- [Directions for this task]: Copy the material word for word, starting at its beginning and ending at the line that contains "244L543 273L483 325L932", with both ends included. Leave the pictures out of your answer.

--- START ---

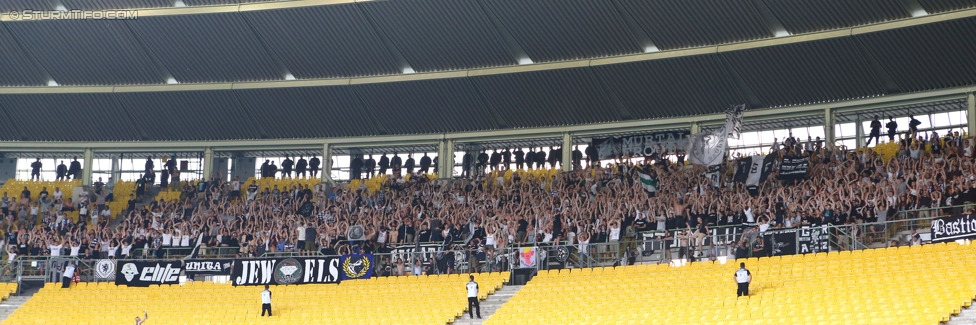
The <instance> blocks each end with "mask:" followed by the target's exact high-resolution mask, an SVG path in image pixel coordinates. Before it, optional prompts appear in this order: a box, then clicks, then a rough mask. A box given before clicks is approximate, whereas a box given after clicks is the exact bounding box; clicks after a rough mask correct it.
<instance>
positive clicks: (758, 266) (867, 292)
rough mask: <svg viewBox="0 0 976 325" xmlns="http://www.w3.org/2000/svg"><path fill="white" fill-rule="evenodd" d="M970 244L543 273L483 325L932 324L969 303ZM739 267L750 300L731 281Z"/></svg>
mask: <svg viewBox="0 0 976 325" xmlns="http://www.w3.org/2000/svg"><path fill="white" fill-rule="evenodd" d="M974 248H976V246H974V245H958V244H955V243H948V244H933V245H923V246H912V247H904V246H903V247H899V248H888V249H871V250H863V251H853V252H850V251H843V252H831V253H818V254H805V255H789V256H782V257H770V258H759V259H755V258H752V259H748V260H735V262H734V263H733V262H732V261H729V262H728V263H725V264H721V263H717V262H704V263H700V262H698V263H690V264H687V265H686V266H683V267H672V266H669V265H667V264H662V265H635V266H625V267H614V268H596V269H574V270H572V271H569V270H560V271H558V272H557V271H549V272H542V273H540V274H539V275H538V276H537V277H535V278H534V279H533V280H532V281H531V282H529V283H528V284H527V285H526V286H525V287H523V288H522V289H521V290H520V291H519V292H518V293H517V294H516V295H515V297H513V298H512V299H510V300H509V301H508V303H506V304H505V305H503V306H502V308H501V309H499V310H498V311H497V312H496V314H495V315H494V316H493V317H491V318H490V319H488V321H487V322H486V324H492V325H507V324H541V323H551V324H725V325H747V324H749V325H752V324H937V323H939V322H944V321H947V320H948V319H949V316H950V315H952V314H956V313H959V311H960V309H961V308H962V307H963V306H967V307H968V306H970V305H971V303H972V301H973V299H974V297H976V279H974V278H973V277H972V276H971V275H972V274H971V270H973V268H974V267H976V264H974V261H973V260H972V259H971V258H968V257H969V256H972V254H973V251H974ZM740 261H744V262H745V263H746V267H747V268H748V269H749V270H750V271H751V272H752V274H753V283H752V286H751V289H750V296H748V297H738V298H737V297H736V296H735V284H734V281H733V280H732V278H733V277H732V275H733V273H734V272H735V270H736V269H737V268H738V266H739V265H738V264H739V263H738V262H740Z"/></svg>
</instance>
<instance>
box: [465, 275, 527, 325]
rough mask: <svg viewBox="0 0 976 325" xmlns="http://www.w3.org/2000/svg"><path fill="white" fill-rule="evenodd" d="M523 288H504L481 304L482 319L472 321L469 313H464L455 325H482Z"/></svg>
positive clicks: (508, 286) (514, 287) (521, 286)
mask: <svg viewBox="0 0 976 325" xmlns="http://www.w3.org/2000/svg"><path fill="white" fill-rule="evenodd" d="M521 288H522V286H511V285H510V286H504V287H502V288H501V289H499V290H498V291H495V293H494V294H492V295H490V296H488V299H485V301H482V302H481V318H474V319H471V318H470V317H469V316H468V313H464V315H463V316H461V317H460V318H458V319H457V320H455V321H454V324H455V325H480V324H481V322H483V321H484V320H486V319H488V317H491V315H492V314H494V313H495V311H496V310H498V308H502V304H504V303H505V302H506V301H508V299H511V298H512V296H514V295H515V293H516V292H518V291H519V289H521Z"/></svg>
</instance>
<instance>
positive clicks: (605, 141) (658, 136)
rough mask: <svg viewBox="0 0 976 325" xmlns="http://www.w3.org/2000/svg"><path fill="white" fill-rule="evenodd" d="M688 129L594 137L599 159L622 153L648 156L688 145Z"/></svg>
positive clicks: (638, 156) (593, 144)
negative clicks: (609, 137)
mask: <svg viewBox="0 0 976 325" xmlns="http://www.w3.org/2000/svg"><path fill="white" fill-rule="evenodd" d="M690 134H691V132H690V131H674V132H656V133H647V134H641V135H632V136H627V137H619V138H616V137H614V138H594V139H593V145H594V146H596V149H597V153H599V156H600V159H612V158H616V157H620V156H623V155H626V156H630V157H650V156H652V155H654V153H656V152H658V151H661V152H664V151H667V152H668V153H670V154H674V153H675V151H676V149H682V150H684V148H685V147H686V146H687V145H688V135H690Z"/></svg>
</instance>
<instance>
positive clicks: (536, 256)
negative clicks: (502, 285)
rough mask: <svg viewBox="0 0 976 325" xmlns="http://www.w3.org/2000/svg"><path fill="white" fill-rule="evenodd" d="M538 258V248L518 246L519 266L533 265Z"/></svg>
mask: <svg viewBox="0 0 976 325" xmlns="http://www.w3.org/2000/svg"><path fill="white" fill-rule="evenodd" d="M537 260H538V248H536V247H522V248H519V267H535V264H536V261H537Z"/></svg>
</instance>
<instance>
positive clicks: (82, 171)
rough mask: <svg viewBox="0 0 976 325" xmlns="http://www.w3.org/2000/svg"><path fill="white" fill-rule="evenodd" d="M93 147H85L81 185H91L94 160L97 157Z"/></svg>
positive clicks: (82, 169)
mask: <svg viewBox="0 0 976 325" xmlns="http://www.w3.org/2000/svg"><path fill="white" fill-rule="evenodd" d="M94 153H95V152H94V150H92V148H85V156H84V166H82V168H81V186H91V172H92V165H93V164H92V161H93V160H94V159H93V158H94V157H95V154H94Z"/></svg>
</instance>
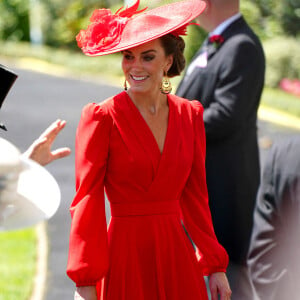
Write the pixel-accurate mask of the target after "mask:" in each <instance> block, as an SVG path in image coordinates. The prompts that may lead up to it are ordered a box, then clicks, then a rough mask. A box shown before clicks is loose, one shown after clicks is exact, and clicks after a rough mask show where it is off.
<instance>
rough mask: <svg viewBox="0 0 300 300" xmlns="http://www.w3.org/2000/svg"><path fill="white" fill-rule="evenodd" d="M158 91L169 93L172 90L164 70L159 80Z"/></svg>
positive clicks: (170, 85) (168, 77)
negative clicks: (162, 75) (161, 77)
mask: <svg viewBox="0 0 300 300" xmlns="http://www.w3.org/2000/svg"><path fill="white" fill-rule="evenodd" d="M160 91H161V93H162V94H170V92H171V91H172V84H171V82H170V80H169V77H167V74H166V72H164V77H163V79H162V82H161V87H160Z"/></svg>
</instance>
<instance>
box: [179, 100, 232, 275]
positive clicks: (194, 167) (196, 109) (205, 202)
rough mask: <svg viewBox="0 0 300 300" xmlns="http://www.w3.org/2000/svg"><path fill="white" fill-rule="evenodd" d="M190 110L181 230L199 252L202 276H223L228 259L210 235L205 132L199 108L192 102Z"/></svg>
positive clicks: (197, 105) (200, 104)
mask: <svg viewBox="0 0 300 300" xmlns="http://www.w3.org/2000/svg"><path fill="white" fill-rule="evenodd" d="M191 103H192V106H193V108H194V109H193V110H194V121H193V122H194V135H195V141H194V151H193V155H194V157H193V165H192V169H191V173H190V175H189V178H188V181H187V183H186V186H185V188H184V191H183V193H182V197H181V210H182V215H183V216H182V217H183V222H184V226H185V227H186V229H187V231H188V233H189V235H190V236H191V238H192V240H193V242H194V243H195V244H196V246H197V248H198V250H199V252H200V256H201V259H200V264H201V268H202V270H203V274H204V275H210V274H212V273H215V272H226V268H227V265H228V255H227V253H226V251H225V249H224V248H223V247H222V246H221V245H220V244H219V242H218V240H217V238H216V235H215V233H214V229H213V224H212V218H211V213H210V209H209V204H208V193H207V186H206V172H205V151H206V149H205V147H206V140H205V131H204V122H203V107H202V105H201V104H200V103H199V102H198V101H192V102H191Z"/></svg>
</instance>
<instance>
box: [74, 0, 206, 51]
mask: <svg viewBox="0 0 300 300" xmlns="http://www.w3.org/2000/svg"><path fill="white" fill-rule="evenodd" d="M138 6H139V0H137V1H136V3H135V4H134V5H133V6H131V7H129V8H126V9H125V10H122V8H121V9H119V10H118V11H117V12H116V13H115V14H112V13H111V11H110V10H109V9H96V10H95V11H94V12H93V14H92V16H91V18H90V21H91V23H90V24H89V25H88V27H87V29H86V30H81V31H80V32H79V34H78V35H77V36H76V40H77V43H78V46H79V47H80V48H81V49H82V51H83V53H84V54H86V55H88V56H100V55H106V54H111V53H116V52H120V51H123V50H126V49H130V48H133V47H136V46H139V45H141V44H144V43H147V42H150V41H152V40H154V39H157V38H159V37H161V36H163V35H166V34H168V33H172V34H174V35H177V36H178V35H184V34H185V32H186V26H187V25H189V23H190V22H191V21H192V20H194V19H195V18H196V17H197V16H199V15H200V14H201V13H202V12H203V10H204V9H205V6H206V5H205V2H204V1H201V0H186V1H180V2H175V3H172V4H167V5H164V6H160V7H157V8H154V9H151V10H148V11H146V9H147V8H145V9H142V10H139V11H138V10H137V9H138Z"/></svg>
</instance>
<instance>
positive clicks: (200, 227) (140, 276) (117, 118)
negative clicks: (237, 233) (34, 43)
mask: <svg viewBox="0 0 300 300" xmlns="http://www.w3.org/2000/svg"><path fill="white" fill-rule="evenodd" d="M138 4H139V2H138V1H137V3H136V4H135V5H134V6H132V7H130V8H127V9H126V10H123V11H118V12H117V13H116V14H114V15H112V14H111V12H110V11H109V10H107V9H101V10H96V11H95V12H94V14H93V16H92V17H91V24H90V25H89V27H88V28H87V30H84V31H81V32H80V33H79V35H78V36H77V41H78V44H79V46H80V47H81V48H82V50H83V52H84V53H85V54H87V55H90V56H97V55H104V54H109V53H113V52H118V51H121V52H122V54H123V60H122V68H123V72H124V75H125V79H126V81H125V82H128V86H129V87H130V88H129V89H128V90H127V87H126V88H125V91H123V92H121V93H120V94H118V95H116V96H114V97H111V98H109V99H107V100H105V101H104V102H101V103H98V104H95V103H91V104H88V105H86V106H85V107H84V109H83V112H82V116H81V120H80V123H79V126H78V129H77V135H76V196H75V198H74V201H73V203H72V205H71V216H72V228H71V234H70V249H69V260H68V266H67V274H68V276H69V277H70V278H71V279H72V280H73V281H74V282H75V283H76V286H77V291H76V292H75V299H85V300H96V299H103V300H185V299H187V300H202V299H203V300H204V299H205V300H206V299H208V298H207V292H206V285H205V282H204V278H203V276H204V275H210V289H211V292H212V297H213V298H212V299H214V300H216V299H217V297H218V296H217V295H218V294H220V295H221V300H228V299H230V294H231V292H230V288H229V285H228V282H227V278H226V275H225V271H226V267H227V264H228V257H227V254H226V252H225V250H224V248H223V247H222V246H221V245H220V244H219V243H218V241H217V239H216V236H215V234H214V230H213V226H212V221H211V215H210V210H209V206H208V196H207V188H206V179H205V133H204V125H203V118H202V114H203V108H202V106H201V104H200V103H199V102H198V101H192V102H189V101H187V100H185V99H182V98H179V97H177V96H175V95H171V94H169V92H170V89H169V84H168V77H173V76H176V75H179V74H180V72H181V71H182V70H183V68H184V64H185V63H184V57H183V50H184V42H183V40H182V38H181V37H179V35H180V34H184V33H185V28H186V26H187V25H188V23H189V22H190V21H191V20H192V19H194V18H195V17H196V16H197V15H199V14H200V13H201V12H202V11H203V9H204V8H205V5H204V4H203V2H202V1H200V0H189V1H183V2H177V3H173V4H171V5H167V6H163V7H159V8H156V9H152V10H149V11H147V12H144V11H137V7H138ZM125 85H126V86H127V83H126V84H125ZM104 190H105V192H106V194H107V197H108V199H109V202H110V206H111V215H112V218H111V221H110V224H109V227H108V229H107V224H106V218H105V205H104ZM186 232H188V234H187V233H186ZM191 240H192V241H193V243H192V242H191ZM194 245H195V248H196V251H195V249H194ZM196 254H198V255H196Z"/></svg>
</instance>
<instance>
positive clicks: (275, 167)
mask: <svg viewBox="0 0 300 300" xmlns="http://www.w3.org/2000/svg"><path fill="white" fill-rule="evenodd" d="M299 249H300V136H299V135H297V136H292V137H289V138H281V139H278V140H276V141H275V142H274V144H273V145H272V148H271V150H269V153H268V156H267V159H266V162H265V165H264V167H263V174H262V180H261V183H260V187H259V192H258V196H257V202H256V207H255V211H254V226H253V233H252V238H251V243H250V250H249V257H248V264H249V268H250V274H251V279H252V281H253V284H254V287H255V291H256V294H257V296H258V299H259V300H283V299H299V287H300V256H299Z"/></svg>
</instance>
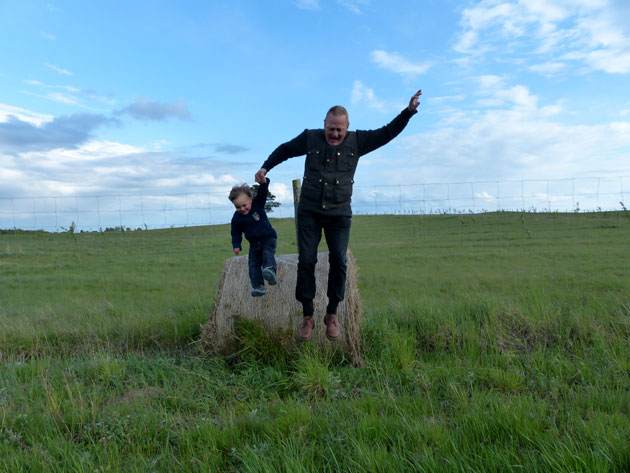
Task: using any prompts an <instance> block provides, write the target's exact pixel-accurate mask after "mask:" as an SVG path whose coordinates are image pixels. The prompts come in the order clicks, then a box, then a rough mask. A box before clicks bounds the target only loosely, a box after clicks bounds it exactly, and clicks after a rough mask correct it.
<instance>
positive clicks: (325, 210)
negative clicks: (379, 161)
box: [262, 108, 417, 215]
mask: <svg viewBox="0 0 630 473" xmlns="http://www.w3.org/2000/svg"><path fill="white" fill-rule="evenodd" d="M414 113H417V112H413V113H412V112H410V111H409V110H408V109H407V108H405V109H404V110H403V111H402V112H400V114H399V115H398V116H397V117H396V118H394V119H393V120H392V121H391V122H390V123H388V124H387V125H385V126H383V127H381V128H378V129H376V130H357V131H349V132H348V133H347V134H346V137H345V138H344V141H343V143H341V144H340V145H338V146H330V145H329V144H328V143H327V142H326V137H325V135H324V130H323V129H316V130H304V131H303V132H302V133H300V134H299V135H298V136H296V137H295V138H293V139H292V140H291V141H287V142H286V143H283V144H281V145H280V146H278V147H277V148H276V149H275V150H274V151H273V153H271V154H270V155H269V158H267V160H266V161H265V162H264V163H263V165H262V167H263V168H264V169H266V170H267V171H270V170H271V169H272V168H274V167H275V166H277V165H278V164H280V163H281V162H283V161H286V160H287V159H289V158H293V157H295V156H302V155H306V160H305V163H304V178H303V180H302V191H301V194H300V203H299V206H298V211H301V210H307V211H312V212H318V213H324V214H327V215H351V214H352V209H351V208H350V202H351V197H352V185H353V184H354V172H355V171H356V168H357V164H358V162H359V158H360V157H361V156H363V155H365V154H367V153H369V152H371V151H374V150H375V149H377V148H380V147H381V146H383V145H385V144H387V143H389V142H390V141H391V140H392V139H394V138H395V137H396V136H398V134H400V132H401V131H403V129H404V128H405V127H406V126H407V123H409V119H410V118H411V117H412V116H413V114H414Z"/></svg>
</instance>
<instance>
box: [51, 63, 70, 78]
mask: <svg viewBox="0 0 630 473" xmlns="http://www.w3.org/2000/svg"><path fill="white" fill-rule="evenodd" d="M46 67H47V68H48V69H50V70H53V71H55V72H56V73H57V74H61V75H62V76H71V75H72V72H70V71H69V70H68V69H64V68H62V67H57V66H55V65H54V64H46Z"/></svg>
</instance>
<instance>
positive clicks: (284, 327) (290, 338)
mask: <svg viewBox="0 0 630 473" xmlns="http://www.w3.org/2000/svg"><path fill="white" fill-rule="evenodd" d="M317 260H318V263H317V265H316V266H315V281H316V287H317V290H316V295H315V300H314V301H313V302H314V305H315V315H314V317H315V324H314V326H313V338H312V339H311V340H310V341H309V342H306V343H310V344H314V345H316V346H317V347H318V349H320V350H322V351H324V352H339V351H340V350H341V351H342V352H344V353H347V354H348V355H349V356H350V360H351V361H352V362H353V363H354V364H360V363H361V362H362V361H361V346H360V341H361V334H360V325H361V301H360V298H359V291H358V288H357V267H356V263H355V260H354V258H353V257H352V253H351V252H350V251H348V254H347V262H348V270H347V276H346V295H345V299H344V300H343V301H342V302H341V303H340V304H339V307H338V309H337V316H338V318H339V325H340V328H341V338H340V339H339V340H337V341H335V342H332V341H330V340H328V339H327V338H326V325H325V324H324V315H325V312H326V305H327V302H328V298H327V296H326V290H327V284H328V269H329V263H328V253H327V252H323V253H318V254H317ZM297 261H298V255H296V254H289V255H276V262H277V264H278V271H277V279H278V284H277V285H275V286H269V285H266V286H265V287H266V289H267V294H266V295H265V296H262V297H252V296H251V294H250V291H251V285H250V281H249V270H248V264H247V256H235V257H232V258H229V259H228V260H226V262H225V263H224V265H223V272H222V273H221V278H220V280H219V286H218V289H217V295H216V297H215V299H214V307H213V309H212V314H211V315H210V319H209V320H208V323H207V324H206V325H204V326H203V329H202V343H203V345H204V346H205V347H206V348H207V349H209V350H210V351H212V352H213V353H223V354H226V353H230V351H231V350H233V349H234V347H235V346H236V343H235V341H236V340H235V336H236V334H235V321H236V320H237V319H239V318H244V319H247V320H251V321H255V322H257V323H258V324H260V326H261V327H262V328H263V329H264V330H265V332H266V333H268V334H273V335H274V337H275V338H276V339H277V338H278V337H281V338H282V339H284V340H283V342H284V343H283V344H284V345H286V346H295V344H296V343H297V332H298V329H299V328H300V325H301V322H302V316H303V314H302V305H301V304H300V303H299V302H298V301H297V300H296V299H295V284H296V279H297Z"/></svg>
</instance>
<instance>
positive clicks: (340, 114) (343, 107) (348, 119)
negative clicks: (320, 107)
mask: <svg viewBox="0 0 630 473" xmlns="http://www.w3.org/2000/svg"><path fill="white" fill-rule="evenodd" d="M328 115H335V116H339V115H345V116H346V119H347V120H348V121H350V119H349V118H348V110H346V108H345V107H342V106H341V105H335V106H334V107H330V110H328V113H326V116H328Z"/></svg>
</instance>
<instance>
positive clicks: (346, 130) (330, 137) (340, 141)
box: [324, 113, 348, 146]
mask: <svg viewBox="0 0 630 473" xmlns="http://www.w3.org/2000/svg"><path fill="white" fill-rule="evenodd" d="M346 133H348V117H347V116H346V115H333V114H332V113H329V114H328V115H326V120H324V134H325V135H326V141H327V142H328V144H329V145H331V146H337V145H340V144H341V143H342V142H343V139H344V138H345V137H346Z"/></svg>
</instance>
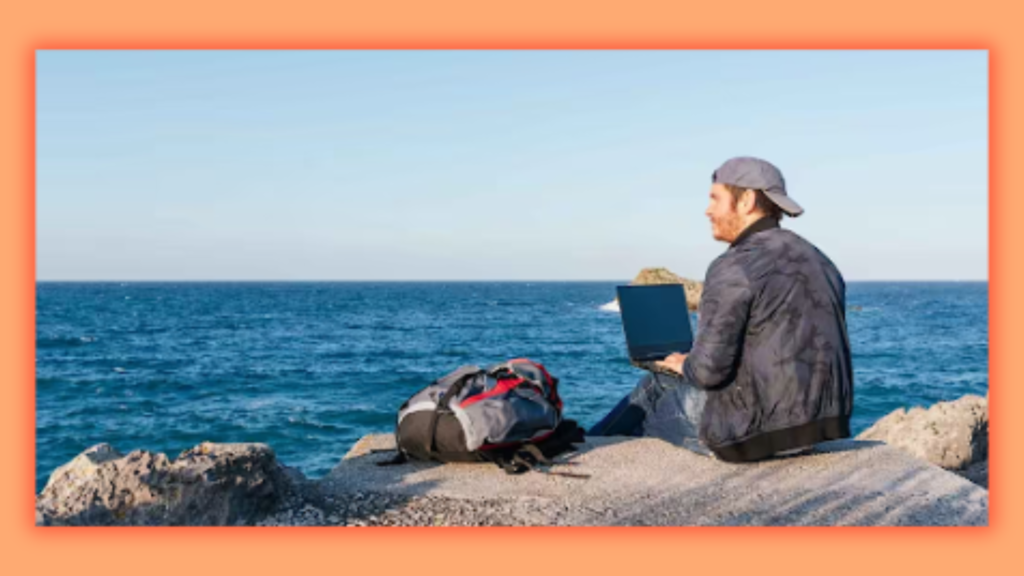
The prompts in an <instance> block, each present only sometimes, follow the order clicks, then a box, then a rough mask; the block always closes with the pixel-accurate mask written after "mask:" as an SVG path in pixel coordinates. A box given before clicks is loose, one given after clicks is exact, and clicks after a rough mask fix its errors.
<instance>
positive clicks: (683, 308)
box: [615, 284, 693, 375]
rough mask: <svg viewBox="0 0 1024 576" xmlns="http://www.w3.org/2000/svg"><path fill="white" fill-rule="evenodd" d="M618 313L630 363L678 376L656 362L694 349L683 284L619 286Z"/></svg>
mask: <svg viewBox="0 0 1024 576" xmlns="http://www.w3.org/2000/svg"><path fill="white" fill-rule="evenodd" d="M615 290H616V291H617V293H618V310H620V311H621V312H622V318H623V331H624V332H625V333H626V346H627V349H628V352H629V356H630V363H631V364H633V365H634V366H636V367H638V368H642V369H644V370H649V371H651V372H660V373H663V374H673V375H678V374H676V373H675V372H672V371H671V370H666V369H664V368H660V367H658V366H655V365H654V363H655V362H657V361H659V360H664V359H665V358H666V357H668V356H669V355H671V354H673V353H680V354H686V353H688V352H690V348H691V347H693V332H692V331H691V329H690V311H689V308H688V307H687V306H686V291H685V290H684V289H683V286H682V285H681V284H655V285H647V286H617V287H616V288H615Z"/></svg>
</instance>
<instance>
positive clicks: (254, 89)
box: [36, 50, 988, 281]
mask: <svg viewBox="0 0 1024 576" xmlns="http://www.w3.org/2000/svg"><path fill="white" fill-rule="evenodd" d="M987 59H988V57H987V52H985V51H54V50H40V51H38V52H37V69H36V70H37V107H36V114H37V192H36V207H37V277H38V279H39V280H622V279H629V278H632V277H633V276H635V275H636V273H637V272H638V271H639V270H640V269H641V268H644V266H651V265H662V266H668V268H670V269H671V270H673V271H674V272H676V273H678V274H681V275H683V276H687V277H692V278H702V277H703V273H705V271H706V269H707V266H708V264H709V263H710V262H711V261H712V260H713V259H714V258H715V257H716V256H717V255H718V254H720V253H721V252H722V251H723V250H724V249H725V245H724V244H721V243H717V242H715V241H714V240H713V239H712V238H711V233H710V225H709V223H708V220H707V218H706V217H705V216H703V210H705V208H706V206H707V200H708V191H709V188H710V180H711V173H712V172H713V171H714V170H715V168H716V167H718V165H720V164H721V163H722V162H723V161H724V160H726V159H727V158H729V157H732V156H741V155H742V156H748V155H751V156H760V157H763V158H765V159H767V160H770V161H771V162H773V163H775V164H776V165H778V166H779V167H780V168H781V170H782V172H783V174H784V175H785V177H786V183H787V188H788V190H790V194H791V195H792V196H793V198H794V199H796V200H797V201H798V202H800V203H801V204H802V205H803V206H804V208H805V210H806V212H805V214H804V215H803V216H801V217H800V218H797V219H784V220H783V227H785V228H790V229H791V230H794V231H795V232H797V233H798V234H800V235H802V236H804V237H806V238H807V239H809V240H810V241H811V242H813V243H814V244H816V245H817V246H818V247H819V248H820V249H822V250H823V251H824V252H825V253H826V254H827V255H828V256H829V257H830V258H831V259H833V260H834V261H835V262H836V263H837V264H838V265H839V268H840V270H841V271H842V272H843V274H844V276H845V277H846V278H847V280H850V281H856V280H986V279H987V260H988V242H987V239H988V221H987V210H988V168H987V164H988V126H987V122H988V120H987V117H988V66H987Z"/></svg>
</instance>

--- END ---

- [Exercise response]:
The <instance> blocks each end with "mask:" followed by the target's exact high-resolution mask, an SVG path in image pixel coordinates. Before it, optional prompts appear in this order: a box, then clicks, then a rough mask. A box given before clicks is approximate, whereas a box given after clicks is the exact bounding box; clicks after a rough mask correct it.
<instance>
positive clicks: (758, 266) (867, 292)
rough mask: <svg viewBox="0 0 976 325" xmlns="http://www.w3.org/2000/svg"><path fill="white" fill-rule="evenodd" d="M970 244L543 273L483 325L932 324L969 303ZM739 267L750 300L731 281Z"/></svg>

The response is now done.